start SUPPLIED DATA

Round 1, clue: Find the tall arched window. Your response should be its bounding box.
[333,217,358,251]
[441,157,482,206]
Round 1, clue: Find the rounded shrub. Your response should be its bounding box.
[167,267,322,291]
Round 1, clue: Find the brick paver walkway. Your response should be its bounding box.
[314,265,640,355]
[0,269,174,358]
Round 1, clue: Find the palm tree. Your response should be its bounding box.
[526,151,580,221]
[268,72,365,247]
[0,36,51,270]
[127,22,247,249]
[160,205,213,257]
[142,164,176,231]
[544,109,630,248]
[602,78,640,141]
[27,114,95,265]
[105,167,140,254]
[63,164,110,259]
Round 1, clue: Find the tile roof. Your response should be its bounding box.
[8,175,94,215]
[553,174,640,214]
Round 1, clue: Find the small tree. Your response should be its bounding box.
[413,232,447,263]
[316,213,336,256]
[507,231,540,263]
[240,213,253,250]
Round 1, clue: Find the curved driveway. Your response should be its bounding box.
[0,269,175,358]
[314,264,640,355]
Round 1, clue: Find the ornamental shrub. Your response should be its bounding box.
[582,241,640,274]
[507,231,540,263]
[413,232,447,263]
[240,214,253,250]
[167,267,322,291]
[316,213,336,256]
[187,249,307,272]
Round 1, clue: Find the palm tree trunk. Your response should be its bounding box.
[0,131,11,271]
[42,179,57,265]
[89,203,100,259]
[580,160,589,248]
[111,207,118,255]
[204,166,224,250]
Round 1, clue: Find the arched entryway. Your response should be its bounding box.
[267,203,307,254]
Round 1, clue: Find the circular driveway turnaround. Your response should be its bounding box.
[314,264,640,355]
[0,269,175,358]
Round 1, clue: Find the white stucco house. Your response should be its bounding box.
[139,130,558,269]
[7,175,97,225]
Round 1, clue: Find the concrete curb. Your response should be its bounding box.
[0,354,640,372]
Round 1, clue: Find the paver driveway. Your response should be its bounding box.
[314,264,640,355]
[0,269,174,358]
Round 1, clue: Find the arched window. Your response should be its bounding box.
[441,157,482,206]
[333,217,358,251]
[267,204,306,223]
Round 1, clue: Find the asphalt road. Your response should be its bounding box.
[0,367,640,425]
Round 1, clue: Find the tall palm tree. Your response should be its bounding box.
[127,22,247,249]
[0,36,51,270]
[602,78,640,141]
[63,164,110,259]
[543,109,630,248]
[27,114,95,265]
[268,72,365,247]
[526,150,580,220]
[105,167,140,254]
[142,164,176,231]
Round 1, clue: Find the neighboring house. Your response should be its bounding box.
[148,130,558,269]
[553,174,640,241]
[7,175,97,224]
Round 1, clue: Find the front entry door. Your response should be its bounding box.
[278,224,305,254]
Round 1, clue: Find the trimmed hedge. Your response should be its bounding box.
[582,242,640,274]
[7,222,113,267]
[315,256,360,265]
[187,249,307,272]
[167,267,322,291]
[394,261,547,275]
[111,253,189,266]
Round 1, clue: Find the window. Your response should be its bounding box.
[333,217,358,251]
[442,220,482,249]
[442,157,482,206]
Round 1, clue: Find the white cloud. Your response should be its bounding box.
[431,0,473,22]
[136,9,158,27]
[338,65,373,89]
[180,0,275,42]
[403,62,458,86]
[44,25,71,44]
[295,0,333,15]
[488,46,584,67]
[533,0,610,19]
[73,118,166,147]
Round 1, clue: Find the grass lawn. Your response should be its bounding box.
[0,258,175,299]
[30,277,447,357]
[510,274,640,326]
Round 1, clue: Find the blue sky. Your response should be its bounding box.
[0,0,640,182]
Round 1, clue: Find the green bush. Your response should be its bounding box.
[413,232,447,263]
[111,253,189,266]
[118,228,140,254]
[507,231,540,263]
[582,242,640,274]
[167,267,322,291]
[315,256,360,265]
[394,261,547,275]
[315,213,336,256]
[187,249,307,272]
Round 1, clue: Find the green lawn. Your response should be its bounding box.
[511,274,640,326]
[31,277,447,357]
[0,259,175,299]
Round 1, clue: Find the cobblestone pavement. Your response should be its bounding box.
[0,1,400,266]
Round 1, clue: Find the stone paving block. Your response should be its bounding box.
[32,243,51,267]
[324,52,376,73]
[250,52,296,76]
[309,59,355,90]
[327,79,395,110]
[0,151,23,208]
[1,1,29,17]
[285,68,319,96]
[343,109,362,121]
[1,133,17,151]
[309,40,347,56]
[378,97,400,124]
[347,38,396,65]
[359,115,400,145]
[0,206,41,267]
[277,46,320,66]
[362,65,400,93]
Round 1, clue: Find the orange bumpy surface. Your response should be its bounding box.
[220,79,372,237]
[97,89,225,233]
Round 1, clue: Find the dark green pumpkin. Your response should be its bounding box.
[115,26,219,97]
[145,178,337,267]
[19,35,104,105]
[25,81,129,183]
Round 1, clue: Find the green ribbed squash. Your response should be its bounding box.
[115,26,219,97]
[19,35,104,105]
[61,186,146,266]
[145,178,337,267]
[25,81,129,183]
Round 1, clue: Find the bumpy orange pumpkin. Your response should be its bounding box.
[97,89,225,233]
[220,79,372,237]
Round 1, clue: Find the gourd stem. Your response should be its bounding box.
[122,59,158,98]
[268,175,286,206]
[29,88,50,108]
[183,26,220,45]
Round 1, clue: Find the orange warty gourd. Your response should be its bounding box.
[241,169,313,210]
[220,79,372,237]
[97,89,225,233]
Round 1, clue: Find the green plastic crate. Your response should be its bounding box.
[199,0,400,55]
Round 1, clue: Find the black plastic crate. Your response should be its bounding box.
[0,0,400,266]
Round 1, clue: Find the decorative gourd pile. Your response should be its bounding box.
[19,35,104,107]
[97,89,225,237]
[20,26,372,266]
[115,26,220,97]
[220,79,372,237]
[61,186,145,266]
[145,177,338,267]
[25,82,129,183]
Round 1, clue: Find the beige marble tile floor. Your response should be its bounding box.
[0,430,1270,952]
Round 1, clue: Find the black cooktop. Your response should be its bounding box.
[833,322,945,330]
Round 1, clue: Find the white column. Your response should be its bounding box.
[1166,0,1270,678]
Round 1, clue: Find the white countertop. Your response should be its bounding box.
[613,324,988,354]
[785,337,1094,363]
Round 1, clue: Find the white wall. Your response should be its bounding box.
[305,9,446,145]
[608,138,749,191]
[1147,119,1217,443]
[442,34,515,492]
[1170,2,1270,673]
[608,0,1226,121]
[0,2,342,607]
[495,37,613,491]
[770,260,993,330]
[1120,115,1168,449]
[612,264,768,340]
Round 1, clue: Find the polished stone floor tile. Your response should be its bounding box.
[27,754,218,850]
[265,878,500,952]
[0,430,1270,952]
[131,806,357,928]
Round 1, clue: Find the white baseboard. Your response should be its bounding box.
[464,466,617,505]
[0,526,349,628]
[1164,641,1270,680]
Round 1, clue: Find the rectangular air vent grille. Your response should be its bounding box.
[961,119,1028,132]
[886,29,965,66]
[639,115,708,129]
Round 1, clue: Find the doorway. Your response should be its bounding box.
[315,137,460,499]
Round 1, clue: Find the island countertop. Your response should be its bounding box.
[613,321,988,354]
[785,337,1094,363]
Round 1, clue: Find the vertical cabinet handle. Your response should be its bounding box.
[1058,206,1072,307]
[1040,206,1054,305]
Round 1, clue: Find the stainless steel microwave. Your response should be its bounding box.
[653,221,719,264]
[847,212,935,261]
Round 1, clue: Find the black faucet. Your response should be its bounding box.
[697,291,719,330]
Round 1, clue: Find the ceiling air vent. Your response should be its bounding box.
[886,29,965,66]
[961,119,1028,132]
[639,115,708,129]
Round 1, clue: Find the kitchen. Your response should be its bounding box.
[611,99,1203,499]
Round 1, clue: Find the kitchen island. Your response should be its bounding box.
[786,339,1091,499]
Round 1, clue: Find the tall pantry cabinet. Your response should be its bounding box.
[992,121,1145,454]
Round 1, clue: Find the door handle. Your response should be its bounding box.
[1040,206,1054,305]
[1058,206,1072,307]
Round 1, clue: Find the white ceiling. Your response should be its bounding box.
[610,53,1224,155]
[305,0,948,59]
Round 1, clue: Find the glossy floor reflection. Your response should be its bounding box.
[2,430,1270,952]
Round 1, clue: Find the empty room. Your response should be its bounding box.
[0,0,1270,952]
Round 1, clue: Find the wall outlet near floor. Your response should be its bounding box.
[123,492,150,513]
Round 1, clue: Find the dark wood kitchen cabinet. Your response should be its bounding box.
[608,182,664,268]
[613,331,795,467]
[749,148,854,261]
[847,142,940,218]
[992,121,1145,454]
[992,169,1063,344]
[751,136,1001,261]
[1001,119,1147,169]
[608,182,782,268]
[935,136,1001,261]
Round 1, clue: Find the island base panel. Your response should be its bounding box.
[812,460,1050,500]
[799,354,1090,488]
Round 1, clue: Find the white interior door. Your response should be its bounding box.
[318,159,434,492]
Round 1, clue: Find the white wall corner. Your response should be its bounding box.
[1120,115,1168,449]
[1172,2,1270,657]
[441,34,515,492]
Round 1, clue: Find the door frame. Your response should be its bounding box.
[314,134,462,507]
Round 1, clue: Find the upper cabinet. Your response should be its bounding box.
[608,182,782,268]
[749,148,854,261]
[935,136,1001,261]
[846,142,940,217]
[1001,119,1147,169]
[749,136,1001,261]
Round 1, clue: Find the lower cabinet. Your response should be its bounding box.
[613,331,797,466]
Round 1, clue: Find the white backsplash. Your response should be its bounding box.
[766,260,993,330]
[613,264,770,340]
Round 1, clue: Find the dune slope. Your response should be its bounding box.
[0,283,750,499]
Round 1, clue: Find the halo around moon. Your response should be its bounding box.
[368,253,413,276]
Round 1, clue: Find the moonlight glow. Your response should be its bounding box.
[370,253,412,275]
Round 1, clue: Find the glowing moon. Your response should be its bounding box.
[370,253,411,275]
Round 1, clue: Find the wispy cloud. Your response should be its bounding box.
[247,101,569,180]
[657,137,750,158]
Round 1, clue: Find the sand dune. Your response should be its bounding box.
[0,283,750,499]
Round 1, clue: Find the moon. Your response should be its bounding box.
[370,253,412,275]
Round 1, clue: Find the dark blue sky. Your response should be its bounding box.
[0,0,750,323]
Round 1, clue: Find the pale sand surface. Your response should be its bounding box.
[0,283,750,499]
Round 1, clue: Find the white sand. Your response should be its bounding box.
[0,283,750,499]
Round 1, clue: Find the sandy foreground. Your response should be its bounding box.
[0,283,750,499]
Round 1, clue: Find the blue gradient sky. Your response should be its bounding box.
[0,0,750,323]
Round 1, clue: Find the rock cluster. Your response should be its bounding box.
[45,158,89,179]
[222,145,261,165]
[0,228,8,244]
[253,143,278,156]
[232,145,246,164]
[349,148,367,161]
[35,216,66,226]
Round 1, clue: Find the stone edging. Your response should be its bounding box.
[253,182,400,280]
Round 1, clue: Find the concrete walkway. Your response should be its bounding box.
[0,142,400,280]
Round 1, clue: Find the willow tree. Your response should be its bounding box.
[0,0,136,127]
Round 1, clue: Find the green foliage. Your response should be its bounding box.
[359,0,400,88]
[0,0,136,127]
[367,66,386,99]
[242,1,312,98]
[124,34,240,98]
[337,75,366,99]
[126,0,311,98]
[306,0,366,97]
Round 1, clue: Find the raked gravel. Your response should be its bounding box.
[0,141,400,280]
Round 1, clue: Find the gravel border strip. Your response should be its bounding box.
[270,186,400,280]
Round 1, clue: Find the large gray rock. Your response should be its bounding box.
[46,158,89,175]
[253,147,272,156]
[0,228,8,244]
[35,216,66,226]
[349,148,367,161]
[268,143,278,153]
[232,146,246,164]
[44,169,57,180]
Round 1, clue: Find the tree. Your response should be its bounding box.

end SUPPLIED DATA

## STATED PROBLEM
Update the stretch from the line containing "Round 1, clue: Find the white sand." through the line containing "[0,142,400,280]" by putting "stone border" in place of "stone edging" and changing nothing else. Return only those lines.

## CORRECT RESPONSE
Round 1, clue: Find the white sand. Your response should be its bounding box.
[0,283,750,499]
Round 1, clue: Find the sandy foreground. Your response should be its bounding box.
[0,283,750,499]
Round 1, clue: Find the blue gradient sky. Your response should be its bounding box.
[0,0,750,323]
Round 1, clue: Find the rock cluster. Your response should be its bounding box.
[45,158,89,179]
[222,145,261,165]
[0,228,8,244]
[253,143,278,156]
[232,145,246,164]
[349,148,367,161]
[35,216,66,226]
Round 1, clue: Find the stone border. Your response should be its bounding box.
[253,182,400,280]
Round 1, clue: Find the concrete walkway. Your response should be its bounding box.
[0,142,400,280]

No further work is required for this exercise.